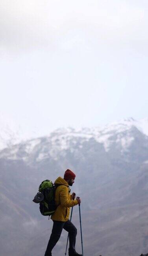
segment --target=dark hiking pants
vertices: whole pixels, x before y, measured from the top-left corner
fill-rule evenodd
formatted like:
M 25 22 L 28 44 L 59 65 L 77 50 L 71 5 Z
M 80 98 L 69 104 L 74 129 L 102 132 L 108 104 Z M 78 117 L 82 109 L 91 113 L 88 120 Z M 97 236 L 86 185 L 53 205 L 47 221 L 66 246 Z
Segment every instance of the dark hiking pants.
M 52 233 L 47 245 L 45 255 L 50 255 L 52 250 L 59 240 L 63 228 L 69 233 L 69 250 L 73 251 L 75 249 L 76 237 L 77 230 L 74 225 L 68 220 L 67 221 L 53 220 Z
________________
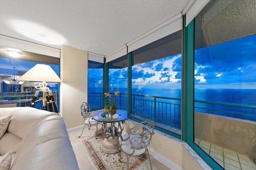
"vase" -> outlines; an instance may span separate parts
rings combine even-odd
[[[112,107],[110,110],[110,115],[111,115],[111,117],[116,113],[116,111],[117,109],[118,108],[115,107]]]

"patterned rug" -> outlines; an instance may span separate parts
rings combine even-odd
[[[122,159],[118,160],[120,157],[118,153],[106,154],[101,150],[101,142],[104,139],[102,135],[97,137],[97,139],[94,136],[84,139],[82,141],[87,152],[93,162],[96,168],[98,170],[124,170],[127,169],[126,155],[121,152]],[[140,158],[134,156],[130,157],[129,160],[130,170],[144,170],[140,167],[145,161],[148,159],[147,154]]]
________________
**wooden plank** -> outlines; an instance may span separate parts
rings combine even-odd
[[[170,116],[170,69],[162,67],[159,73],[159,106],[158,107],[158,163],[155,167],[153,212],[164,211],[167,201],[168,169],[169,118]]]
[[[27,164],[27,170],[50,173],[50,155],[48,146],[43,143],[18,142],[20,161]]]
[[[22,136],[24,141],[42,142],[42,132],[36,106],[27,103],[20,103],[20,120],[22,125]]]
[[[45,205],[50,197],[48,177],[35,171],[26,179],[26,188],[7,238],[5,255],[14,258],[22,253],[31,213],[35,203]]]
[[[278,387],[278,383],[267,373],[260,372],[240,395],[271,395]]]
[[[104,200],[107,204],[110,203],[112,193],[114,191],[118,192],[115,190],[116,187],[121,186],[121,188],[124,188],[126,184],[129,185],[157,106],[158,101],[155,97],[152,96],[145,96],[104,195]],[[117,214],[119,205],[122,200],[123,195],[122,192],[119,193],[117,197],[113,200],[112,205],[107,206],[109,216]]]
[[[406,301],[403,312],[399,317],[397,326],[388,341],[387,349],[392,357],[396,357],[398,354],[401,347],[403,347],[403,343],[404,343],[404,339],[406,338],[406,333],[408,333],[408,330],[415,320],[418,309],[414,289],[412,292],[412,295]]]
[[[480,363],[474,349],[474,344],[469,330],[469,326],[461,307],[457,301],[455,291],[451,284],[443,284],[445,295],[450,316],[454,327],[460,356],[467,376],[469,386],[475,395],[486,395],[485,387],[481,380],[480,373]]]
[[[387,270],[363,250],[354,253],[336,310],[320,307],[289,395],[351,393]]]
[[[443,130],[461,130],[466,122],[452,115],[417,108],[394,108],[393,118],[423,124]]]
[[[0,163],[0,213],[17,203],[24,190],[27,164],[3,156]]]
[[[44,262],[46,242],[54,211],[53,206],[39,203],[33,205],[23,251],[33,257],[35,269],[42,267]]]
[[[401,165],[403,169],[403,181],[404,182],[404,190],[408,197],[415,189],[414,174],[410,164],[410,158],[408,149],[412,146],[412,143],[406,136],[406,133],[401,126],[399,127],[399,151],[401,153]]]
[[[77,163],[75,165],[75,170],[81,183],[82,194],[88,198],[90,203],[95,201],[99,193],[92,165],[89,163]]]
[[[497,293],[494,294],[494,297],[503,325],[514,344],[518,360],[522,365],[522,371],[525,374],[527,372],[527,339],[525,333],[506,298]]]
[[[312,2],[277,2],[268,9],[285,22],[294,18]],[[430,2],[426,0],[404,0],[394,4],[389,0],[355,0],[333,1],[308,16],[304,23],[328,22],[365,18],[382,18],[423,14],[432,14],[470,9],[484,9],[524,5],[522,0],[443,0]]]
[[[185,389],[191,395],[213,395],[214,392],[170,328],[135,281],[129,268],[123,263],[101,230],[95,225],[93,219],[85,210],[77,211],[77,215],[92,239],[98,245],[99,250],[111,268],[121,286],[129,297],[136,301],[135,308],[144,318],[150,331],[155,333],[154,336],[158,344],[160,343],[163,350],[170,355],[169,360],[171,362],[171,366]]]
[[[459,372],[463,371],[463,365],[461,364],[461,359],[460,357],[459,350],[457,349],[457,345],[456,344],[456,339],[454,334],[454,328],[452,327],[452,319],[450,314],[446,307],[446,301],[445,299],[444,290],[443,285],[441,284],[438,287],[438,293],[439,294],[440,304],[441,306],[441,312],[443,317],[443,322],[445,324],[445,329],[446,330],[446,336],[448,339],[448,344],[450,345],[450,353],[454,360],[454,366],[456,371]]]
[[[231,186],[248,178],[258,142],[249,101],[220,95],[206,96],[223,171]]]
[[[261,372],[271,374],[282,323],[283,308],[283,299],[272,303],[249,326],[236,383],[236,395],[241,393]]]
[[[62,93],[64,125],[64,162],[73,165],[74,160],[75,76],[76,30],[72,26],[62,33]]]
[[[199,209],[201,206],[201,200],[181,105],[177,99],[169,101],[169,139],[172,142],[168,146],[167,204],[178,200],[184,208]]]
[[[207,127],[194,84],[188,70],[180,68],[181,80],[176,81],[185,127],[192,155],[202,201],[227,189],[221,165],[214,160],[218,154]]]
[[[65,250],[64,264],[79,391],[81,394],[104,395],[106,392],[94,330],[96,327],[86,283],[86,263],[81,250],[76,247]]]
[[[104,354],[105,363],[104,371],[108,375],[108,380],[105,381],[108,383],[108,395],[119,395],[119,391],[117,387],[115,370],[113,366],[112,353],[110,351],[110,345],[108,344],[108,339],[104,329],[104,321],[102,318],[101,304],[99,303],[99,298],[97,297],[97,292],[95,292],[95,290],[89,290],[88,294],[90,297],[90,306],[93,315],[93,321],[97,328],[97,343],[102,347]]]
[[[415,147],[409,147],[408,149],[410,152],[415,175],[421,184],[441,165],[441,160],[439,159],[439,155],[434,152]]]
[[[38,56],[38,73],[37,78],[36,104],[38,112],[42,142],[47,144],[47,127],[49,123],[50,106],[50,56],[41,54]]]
________________
- **DIRECTIONS FOR THIS TASK**: Copy out the rows word for word, beginning at the line that contains "segment --target=dark hiking pants" and stopping after the line that contains "Segment every instance".

- **ANSWER TO THE PROBLEM**:
segment --target=dark hiking pants
vertices: whole pixels, x before y, measured from the top-left corner
fill-rule evenodd
formatted like:
M 25 22 L 28 44 L 59 65 L 77 50 L 71 5 Z
M 80 98 L 69 104 L 74 129 L 102 132 L 108 104 Z M 78 117 L 82 109 L 91 113 L 88 120 Z M 97 236 L 86 185 L 53 205 L 47 221 L 66 246 Z
Segment every instance of the dark hiking pants.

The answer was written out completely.